About this exercise → Every line in the data below that holds "face" should be found and copied.

↓

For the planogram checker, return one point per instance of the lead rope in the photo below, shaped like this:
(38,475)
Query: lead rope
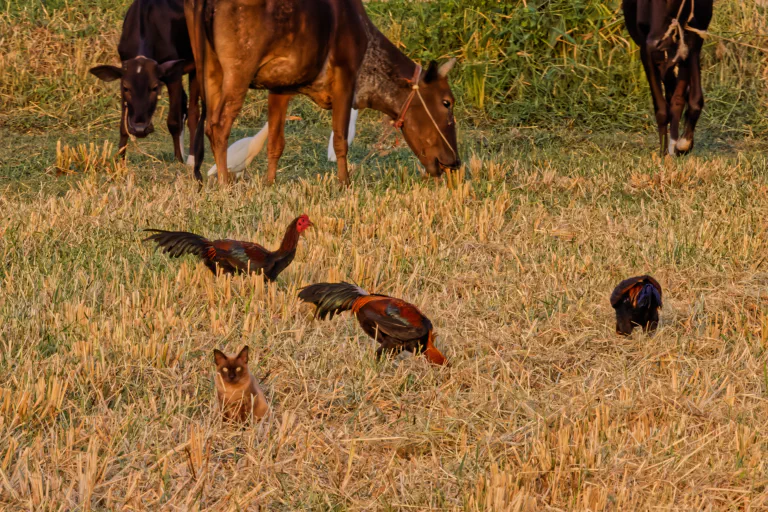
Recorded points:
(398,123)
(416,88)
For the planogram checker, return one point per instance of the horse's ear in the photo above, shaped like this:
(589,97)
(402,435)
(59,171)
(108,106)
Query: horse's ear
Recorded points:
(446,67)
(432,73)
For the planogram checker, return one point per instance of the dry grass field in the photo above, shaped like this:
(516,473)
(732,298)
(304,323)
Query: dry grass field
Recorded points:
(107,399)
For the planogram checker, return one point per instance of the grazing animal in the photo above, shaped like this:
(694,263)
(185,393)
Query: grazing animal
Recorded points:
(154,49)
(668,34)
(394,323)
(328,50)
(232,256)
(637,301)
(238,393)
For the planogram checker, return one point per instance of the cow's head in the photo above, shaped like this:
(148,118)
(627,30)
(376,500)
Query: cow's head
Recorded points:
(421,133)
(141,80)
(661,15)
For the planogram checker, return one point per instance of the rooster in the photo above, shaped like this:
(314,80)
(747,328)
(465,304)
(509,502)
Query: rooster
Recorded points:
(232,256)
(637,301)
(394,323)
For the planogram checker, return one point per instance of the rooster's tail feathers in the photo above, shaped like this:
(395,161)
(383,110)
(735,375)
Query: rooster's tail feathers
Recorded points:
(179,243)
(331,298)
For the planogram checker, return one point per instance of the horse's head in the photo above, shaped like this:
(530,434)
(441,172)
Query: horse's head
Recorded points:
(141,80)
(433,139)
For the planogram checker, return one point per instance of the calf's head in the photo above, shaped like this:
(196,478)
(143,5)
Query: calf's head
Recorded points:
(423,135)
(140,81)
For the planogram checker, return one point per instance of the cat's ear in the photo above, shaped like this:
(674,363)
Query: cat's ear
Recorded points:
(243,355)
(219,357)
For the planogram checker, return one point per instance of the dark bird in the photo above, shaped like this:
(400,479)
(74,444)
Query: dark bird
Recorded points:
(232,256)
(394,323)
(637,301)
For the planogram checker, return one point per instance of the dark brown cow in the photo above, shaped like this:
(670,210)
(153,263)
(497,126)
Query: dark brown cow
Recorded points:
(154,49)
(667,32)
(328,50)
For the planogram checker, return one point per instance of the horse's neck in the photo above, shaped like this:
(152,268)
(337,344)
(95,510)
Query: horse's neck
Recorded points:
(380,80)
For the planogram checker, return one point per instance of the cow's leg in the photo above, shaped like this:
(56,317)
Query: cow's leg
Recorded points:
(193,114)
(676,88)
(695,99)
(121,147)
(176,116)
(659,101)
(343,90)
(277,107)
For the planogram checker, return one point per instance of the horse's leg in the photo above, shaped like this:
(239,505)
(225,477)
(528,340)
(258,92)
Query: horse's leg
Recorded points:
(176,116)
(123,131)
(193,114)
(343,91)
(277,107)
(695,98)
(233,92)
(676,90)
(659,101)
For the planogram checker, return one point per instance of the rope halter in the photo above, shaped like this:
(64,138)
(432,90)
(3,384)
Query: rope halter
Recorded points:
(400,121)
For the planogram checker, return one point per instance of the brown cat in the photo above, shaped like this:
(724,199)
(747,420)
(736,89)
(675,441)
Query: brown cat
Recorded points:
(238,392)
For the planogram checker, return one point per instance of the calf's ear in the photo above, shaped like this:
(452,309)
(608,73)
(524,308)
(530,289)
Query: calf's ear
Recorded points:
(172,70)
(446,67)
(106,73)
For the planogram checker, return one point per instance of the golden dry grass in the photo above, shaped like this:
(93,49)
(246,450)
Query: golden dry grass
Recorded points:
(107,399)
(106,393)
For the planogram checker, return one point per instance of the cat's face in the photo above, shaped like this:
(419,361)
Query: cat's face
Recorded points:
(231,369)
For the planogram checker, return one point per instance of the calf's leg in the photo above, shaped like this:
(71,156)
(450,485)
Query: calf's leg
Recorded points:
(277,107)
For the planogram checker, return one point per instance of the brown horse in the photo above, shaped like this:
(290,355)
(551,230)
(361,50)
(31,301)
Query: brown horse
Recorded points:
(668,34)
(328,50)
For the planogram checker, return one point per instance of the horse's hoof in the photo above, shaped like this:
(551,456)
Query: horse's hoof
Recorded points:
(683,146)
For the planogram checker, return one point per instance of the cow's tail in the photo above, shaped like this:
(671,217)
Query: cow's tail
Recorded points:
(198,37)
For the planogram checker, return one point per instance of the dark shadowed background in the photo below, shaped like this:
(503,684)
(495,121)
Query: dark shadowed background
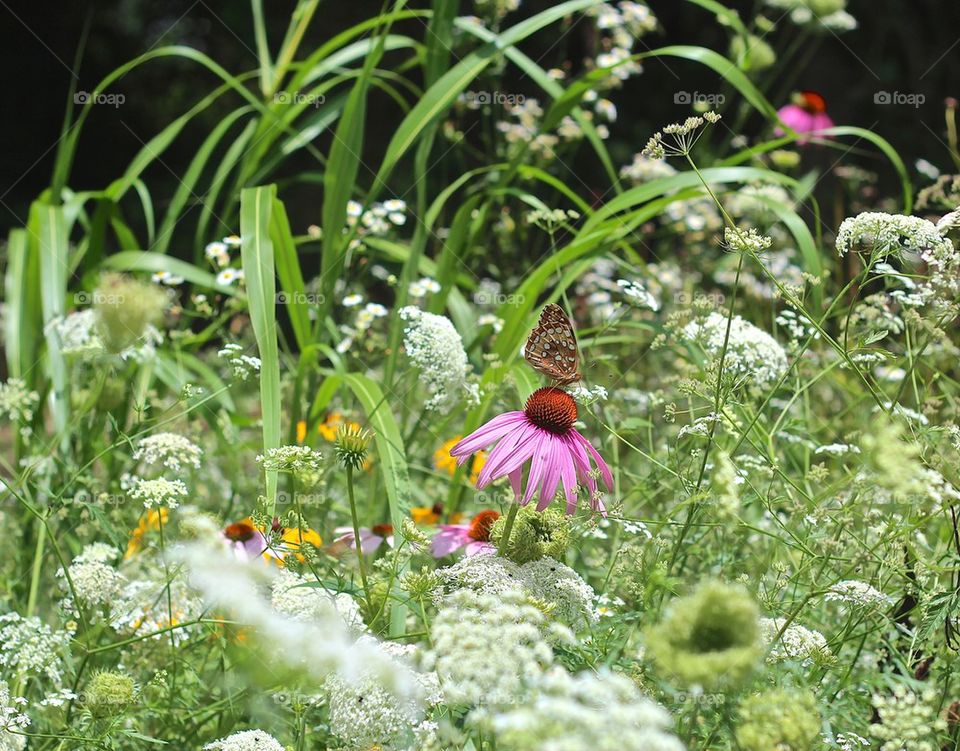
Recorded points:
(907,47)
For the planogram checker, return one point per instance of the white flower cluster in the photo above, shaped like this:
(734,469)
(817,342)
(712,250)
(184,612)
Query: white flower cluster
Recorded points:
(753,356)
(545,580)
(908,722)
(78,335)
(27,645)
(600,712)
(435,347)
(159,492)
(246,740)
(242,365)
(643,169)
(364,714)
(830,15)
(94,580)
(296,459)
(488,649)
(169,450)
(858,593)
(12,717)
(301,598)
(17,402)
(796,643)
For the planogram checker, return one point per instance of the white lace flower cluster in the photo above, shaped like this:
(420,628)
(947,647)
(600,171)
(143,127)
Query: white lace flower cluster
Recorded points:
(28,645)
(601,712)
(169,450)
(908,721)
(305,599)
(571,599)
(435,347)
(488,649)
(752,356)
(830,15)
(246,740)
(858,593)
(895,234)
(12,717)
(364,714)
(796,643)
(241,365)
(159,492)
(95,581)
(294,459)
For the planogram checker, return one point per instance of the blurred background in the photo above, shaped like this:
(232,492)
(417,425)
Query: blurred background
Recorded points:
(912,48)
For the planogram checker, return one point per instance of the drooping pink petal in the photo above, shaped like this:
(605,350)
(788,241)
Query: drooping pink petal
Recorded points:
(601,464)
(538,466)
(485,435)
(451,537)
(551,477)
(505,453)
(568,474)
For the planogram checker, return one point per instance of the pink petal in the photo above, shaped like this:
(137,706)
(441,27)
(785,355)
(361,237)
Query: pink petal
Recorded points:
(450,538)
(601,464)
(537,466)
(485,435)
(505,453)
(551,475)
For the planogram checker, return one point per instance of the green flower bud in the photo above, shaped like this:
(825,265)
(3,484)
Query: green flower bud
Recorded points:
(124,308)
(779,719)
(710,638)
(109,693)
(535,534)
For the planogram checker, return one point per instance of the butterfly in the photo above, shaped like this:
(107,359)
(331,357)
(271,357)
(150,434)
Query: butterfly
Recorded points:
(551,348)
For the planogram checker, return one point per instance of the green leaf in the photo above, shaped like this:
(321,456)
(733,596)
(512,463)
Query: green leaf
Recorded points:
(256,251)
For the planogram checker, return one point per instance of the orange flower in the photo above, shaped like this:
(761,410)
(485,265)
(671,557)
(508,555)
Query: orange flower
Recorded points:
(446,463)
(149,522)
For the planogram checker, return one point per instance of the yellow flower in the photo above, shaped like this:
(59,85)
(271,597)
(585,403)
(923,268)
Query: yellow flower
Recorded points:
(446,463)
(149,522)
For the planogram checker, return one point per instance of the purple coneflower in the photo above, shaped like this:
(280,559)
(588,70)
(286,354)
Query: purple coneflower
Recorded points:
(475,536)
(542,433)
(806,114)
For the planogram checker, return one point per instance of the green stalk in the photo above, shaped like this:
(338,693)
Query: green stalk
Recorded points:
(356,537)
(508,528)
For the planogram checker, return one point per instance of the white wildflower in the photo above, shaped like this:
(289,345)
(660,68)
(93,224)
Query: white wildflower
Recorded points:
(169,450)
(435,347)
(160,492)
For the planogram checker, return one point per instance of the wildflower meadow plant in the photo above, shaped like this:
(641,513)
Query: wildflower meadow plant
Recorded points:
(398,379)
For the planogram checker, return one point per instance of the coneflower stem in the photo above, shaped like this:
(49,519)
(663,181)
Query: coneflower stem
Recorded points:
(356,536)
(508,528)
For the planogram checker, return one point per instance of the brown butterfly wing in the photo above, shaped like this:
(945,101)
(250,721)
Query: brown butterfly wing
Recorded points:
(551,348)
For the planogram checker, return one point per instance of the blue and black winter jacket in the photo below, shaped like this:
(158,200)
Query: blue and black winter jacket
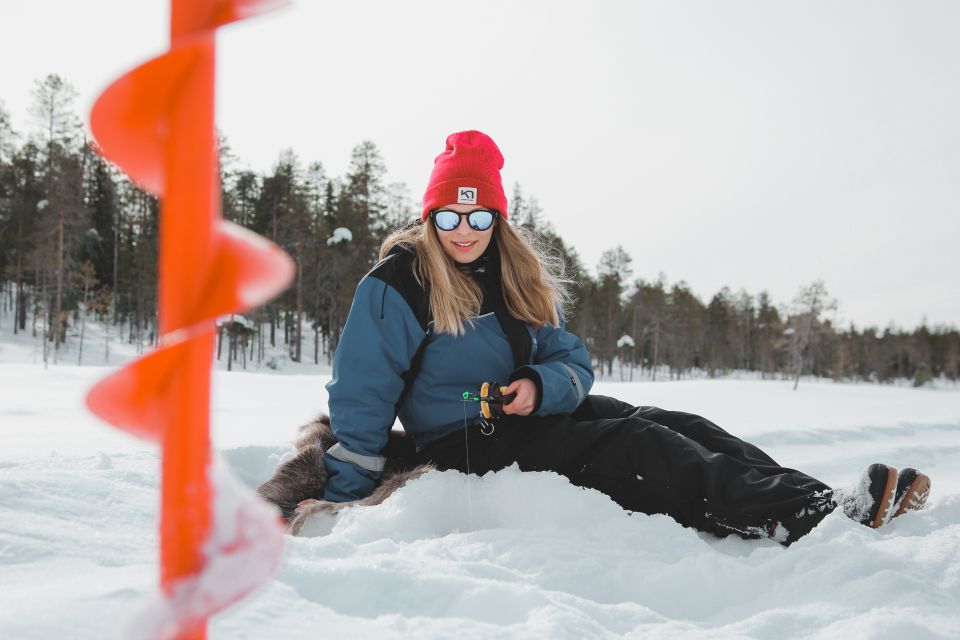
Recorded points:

↑

Answer area →
For the planogram checker, return one point per instance of the cat's face in the photo above, shaped like this:
Query: cat's face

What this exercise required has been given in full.